* Begin Extracted material *
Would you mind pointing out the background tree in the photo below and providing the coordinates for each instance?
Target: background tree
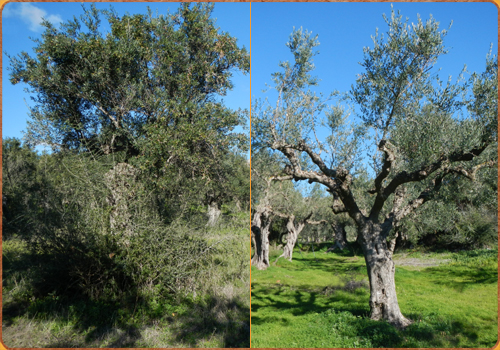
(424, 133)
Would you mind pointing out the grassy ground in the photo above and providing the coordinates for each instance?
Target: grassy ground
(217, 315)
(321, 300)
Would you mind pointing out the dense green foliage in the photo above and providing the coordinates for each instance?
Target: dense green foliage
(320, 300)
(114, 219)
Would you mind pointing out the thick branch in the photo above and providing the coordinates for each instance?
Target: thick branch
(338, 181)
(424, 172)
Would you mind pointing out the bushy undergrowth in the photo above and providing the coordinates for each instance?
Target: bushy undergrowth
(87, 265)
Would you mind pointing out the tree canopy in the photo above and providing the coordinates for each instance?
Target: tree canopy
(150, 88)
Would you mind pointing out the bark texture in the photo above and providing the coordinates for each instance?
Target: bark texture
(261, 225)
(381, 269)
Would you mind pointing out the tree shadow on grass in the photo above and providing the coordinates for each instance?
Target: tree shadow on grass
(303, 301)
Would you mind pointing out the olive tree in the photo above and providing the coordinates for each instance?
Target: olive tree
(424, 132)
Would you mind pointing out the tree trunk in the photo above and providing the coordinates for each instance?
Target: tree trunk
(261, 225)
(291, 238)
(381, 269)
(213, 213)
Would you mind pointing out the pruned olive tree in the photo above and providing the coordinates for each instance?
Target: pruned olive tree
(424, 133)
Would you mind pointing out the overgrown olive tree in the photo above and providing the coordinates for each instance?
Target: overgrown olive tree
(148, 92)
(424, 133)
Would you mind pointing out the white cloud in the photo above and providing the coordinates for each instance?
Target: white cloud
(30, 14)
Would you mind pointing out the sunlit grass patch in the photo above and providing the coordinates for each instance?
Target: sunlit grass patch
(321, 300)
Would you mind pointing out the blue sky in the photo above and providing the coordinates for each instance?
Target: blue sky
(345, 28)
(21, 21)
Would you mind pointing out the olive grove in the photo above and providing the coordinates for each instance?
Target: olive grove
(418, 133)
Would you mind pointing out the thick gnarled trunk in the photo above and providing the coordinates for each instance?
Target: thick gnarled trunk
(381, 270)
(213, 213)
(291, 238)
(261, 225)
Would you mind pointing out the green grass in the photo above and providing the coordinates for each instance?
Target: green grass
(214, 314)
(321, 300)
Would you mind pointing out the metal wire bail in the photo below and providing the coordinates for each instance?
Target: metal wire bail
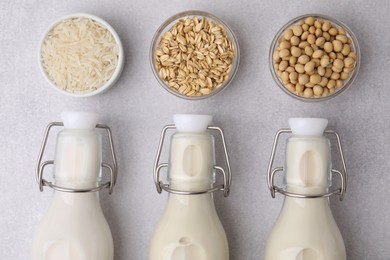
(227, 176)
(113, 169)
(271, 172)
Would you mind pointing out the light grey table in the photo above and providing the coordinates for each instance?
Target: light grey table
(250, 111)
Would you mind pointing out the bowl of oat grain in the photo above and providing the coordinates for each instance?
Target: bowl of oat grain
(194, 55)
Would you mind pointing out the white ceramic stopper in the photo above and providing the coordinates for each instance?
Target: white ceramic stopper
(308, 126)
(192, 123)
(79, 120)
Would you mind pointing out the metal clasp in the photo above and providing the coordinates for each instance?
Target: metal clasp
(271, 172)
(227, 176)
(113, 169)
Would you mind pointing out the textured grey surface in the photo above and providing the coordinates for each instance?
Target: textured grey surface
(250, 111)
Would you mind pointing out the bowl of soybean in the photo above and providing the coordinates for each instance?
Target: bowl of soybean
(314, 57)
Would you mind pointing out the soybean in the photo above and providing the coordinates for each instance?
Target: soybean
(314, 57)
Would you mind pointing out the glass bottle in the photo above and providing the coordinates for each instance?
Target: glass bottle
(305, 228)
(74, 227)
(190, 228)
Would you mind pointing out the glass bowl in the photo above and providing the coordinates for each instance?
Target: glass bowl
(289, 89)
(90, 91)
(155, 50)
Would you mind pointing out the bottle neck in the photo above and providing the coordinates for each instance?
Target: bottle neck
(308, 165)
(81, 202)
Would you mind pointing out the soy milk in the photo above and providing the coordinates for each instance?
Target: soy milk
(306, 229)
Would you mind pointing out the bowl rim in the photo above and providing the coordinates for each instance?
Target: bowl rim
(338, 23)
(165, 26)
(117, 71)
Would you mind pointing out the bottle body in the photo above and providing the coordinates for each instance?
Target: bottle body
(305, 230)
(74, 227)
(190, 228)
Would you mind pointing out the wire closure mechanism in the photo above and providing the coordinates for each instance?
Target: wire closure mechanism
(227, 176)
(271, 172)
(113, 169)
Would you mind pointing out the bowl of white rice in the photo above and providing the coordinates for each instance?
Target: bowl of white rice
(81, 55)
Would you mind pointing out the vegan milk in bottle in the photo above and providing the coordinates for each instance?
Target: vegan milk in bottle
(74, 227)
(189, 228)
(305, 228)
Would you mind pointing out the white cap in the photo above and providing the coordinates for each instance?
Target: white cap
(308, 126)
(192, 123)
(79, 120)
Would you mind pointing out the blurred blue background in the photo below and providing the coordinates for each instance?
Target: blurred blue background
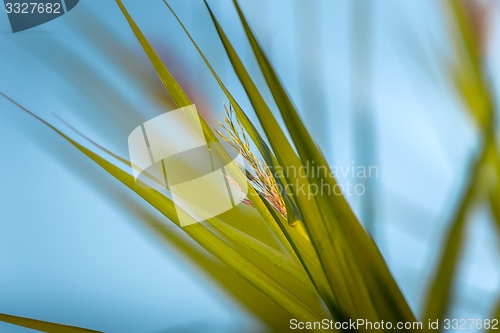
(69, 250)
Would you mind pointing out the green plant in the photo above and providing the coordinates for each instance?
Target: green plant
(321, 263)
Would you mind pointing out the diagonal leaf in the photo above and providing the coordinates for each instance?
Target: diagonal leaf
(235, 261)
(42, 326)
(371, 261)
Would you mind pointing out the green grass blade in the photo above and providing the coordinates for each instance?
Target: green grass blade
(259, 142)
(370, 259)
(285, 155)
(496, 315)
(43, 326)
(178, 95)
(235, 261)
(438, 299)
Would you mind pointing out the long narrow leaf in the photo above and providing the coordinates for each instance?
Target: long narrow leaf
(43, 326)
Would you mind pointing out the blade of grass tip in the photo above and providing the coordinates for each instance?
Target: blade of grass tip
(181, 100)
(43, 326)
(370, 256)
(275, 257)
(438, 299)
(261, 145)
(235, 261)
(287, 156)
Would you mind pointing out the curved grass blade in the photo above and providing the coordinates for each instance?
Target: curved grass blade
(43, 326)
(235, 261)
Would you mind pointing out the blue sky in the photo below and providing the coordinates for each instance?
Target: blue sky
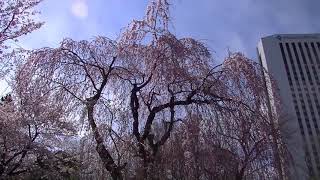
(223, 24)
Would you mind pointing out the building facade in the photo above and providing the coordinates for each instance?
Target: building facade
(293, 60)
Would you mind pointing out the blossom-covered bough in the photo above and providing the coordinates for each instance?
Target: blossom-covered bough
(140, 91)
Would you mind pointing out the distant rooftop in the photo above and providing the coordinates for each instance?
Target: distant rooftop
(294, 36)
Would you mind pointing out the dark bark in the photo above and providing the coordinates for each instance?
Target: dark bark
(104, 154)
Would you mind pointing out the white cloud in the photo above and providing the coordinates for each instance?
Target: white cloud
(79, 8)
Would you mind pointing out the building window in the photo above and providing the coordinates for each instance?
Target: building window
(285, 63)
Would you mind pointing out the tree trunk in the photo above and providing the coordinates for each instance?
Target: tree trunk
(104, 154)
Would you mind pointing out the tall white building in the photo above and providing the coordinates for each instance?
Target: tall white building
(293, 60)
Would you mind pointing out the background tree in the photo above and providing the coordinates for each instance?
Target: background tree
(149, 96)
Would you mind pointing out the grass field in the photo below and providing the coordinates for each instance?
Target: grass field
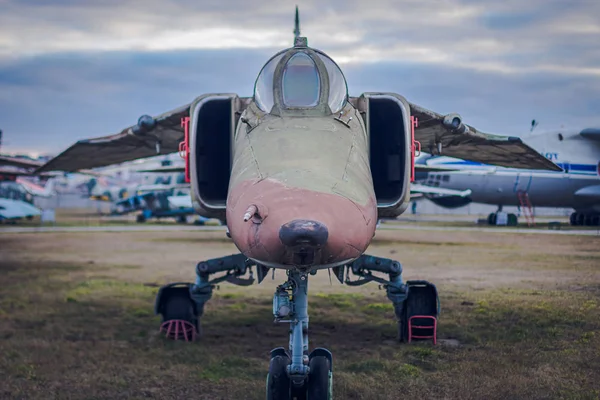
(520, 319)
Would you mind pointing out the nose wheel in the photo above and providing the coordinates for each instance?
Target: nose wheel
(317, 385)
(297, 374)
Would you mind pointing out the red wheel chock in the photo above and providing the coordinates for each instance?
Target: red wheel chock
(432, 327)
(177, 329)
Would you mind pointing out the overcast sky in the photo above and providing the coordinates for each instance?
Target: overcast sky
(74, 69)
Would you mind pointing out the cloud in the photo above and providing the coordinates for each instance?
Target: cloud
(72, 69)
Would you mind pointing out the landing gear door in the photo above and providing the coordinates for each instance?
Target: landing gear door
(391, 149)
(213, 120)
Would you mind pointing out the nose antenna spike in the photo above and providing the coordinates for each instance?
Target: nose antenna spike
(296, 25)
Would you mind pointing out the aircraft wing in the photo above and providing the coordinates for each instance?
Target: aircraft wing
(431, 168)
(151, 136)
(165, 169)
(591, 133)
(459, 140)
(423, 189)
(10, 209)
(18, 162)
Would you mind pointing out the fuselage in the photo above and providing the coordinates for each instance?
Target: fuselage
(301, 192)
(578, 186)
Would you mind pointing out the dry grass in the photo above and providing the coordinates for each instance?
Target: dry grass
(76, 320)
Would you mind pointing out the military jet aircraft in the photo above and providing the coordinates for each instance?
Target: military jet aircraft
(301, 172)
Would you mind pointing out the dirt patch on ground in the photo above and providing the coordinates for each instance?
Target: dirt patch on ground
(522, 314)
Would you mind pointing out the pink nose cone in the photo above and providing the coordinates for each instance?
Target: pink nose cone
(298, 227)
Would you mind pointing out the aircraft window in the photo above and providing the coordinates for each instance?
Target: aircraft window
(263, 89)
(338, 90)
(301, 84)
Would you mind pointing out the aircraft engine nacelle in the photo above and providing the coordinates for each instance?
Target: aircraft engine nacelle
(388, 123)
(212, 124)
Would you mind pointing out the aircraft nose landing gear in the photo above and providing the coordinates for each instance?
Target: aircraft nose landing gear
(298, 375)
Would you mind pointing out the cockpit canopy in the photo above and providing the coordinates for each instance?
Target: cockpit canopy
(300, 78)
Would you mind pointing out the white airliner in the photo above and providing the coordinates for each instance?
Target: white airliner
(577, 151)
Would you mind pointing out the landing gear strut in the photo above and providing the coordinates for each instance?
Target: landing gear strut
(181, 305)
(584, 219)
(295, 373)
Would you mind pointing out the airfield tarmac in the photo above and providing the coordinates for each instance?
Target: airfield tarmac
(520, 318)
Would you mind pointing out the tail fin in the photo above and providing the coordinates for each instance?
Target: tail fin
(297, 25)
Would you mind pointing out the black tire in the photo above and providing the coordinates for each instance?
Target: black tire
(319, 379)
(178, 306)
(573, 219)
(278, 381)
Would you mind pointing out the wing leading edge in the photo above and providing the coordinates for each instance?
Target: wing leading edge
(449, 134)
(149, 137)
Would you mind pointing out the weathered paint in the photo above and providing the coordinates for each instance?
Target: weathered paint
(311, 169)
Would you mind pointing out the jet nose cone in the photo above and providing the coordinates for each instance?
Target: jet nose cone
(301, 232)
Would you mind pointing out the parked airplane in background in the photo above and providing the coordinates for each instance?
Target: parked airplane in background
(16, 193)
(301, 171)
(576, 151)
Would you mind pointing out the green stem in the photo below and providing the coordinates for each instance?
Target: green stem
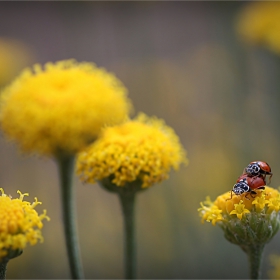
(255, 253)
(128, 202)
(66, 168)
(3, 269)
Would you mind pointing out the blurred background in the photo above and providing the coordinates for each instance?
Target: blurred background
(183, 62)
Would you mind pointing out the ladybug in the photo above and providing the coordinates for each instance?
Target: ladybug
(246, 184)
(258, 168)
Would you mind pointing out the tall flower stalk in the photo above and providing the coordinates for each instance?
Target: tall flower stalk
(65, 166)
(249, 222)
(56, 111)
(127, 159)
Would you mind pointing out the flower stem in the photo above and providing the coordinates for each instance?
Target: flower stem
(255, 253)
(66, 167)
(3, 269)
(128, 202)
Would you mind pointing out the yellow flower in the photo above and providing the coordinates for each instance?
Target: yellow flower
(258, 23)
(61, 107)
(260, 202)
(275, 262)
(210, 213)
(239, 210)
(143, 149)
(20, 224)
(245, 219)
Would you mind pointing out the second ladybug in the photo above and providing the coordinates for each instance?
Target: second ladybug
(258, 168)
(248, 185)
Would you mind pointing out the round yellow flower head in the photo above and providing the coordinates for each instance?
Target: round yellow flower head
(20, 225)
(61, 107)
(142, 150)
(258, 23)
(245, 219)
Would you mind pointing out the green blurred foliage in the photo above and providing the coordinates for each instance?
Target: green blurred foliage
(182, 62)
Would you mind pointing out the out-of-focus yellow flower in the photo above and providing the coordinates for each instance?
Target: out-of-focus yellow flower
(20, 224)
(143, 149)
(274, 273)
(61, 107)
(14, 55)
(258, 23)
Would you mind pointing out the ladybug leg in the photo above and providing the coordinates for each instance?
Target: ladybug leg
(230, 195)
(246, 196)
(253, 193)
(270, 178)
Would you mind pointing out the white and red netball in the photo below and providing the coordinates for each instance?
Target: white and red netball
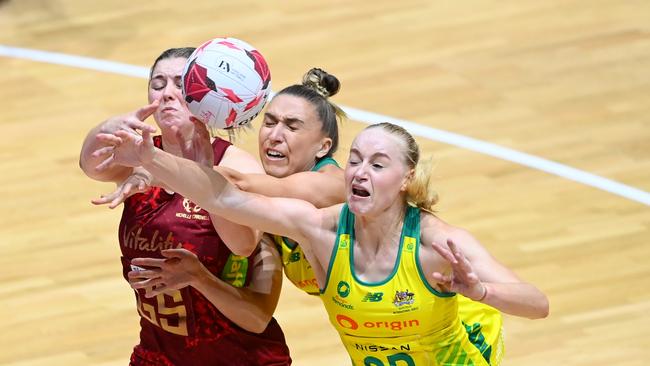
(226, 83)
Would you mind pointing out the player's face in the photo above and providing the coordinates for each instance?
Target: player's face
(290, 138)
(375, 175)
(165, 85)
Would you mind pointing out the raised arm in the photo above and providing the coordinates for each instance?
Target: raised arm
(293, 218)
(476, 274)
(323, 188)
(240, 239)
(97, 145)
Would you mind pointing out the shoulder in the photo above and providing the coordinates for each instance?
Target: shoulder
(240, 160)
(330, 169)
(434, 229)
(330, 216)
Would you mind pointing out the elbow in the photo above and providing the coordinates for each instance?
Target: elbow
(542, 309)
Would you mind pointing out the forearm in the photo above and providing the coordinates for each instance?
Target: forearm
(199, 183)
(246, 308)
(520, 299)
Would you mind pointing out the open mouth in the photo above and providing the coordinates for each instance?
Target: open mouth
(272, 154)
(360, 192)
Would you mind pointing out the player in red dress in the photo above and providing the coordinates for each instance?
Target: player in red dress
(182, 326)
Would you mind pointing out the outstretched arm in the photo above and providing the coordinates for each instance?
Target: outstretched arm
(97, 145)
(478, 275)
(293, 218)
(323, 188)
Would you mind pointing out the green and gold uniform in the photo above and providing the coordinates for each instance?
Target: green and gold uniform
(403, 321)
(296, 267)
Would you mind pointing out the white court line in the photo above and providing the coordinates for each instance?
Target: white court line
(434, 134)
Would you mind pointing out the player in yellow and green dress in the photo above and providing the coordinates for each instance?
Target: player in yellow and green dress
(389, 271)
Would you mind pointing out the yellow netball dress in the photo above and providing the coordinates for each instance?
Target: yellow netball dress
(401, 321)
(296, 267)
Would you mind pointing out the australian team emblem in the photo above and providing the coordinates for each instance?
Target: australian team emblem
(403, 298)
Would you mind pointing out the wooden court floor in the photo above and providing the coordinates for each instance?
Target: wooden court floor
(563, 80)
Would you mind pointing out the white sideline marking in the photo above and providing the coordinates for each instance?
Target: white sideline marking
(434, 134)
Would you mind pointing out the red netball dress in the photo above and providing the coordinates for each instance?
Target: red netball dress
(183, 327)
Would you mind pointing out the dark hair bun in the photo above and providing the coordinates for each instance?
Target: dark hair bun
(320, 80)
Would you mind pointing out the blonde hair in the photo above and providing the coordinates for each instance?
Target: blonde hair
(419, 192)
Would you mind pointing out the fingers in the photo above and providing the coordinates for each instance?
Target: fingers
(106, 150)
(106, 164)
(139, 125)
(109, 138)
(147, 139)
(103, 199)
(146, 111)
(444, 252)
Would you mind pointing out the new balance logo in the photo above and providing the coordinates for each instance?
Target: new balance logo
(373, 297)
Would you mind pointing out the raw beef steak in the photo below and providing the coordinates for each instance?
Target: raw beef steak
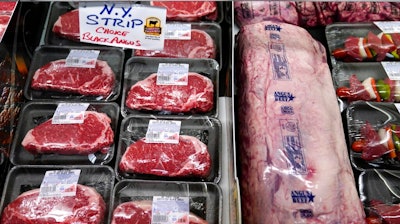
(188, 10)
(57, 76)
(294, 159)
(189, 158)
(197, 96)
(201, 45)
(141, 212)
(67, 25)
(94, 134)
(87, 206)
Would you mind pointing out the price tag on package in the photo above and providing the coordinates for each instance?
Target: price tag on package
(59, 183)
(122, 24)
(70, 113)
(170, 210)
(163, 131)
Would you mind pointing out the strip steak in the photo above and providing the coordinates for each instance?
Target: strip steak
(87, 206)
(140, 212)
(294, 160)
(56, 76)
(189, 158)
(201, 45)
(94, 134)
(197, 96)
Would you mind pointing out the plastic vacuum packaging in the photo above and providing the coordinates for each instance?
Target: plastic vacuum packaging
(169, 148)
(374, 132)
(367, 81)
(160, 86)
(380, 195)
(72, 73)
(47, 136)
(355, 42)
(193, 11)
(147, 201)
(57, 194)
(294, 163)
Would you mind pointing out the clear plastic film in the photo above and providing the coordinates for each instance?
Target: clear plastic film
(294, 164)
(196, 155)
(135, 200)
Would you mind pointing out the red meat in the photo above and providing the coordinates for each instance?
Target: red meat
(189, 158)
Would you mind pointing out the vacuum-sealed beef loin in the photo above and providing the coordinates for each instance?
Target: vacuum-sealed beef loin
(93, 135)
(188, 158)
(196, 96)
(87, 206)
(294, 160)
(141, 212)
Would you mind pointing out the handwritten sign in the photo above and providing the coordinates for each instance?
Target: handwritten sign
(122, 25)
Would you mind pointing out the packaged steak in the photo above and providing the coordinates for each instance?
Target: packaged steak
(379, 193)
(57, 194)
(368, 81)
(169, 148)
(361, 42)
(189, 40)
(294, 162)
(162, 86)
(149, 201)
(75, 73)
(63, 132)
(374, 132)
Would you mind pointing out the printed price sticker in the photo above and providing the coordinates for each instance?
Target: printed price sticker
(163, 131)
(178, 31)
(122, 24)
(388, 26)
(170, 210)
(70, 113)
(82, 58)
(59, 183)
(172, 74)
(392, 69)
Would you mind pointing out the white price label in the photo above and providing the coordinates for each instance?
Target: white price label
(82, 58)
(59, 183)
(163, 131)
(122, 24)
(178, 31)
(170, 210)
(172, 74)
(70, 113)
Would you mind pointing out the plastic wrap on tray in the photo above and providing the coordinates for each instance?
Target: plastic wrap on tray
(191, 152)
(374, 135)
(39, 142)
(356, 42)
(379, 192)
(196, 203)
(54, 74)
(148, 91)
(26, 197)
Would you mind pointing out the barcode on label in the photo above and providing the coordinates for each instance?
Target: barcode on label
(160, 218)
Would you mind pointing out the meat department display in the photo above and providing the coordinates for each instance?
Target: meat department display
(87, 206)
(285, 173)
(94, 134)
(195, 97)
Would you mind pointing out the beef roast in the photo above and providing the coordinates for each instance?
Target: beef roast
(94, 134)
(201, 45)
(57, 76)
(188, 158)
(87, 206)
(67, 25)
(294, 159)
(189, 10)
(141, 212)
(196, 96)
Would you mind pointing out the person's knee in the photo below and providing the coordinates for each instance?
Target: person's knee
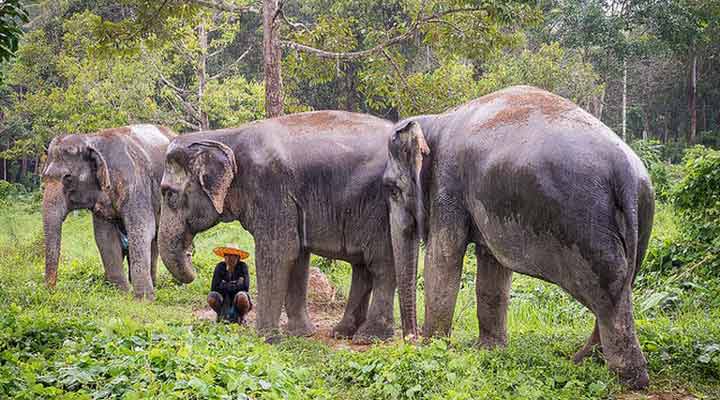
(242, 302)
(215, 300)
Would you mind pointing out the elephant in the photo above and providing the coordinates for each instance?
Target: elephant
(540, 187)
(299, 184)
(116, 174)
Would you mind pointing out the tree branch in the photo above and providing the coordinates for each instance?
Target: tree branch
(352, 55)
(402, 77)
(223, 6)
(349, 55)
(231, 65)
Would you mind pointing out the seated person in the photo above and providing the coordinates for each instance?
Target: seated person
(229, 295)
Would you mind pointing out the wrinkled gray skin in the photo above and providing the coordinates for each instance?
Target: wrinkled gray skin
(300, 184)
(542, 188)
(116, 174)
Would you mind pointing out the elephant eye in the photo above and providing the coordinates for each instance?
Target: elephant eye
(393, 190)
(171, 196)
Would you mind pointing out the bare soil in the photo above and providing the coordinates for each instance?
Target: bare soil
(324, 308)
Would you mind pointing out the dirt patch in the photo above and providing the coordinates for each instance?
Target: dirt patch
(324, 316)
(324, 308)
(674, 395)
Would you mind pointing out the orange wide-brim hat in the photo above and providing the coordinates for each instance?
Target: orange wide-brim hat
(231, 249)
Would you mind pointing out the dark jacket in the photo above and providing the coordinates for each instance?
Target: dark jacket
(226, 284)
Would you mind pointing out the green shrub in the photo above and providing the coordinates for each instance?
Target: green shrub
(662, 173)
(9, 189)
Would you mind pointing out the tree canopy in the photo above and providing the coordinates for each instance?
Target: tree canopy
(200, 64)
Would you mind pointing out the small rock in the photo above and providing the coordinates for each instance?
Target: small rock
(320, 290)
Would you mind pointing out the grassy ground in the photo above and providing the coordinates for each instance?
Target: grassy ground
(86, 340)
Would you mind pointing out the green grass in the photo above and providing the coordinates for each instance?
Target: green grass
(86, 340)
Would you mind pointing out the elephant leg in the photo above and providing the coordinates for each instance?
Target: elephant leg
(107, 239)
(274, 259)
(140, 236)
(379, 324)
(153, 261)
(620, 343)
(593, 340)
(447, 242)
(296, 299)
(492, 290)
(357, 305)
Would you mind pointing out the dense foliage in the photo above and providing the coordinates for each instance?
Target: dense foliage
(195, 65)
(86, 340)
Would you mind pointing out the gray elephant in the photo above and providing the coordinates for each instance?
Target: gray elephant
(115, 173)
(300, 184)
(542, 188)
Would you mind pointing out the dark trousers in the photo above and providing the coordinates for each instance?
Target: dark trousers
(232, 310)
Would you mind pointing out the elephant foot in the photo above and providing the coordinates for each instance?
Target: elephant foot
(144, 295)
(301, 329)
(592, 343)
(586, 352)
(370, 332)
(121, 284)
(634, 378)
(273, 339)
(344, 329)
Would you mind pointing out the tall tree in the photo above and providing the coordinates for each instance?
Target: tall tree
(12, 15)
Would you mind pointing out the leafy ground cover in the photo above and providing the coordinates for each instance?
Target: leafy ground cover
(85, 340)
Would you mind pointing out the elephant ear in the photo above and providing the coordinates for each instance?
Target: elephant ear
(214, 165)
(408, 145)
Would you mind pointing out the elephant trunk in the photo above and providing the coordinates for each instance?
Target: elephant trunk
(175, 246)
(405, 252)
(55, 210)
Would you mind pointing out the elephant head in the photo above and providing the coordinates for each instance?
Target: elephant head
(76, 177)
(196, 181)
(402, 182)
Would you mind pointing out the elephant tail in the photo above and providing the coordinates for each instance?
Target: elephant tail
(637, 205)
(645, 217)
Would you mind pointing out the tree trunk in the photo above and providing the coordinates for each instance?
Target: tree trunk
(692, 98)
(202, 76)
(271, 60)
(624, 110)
* End Extracted material *
Edit the part of the entries that opens with the line containing "Would you mind pointing out the elephant ear" and closes at the end of the entries, changing every "elephant tail" to "elephant tusk" and leaving all else unchanged. Return only those lines.

**Final result:**
Would you mind pointing out the elephant ear in the photo above and providing the coordinates for each instance?
Target: elephant ear
(214, 165)
(408, 145)
Would you mind pointing out the elephant trunk in the photo above and providing the coordinates for each instance?
Target: elephant trunk
(175, 246)
(405, 252)
(55, 210)
Would you mind pointing out the elephant head in the photo above and providing the coordinates for each instance?
Target: elephant head
(76, 177)
(196, 181)
(402, 182)
Would you mind pointing out the elephant tusk in the photo above and providing the coordinates for each instance?
Target: elephant tusk
(637, 205)
(645, 217)
Would you mind pointing out the tree trunk in the photo above and providing the coordinates for each instance?
Target: tree trunk
(692, 98)
(202, 76)
(271, 60)
(624, 110)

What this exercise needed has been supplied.